**THE EXERCISE**
Would you output the whole listing below, exactly as it reads?

─── EXERCISE DATA ───

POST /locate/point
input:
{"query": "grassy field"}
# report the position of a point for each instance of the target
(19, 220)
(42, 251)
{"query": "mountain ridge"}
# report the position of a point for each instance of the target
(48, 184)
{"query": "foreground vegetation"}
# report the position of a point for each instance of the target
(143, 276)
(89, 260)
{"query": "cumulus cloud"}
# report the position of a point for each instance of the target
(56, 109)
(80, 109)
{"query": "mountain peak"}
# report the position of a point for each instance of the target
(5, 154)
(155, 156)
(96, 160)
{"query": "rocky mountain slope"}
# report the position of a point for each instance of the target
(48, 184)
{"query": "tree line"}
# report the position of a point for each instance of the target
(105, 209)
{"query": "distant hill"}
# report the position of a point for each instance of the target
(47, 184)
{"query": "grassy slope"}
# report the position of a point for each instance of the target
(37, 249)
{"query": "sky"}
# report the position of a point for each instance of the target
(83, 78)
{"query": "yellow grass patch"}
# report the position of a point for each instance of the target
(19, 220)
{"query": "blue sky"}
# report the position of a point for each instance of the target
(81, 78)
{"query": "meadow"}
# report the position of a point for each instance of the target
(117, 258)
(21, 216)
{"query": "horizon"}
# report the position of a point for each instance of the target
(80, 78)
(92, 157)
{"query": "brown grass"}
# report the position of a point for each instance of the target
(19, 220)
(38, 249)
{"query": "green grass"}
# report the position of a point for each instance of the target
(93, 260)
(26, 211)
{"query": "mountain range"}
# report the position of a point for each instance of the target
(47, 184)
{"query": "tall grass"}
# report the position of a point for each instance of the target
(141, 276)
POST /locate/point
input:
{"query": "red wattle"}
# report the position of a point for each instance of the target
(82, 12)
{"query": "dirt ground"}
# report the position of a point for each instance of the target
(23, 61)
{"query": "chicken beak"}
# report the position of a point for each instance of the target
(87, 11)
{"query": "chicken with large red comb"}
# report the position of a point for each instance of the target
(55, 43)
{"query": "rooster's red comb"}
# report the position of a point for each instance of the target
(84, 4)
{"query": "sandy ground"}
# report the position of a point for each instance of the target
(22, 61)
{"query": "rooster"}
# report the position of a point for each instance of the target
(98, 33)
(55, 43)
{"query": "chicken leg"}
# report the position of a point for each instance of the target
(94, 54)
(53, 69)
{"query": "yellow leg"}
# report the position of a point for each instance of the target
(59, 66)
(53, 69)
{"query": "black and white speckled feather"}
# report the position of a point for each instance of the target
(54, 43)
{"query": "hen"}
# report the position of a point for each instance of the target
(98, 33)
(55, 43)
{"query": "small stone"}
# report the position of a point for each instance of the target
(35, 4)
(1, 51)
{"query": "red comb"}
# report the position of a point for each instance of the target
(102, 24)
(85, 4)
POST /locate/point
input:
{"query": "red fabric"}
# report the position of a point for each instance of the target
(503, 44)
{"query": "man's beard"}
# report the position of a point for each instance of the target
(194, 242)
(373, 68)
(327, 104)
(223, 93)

───

**RESPONSE TO THE TASK**
POST /locate/point
input:
{"query": "grassy field"}
# report the position of a point for each instance of the target
(19, 220)
(42, 251)
{"query": "mountain ridge"}
# report the position of a point for each instance of the target
(48, 184)
{"query": "foreground vegetation"}
# report the position of a point for each instance of the target
(143, 276)
(89, 260)
{"query": "cumulus cloud"}
# report the position of a point for each instance of the target
(56, 109)
(80, 109)
{"query": "mountain peak"}
# report the position of a point for each instance of the target
(5, 154)
(155, 156)
(96, 160)
{"query": "rocky mountain slope"}
# report the position of a point for each instance of the target
(48, 184)
{"query": "tree line"}
# report the position of a point for each instance of the target
(105, 209)
{"query": "distant hill"}
# report the position of a point for each instance of the target
(47, 184)
{"query": "grassy slope"}
# report the position of a point for each instance of the target
(37, 249)
{"query": "sky"}
# report the position of a point for each instance of the target
(83, 78)
{"query": "yellow grass patch"}
# report the position of a point for each instance of the target
(19, 220)
{"query": "blue sky"}
# report the position of a point for each instance of the target
(81, 78)
{"query": "meadow"}
# report the position of a point for each instance of the target
(117, 258)
(21, 216)
{"query": "horizon"}
# report the position of a point for each instance of the target
(80, 78)
(92, 157)
{"query": "brown grass"}
# report the position of a point for each instance of the target
(19, 220)
(38, 249)
{"query": "green grass"}
# report the position of a point for each instance of the target
(93, 260)
(26, 211)
{"query": "mountain range"}
# report the position of a point for each instance of the target
(47, 184)
{"query": "tall grass"}
# report the position of a point for each instance of the target
(141, 276)
POST /locate/point
input:
{"query": "red wattle"}
# report the position of a point for each instance of the target
(82, 12)
{"query": "dirt ground"}
# report the position of a point for each instance of the target
(23, 61)
{"query": "chicken beak"}
# report the position of a point for each instance of the target
(87, 11)
{"query": "chicken with large red comb"}
# report the position of a point for each instance of the target
(55, 43)
{"query": "rooster's red comb"}
# report the position of a point for each instance of the target
(84, 4)
{"query": "sandy ground"}
# report the position of a point for each instance of the target
(22, 61)
{"query": "rooster"}
# report the position of a point for each instance of the target
(98, 33)
(55, 43)
{"query": "chicken leg"}
# report the position of a point for each instance of the target
(94, 54)
(53, 69)
{"query": "yellow leg"}
# report the position of a point for each instance of the target
(59, 66)
(53, 69)
{"query": "black and white speckled feather"}
# report the position of a point for each instance of the target
(54, 43)
{"query": "hen"}
# report the position of a point for each instance of the target
(98, 33)
(55, 43)
{"query": "small stone"}
# report the position of a point for each instance of the target
(35, 4)
(1, 51)
{"query": "red comb"}
# report the position of a point for each instance of the target
(102, 24)
(85, 4)
POST /locate/point
input:
{"query": "red fabric"}
# report the position of a point for each instance of the target
(503, 44)
{"query": "man's beard"}
# report the position of a point for each instance of the target
(194, 242)
(373, 68)
(327, 104)
(223, 93)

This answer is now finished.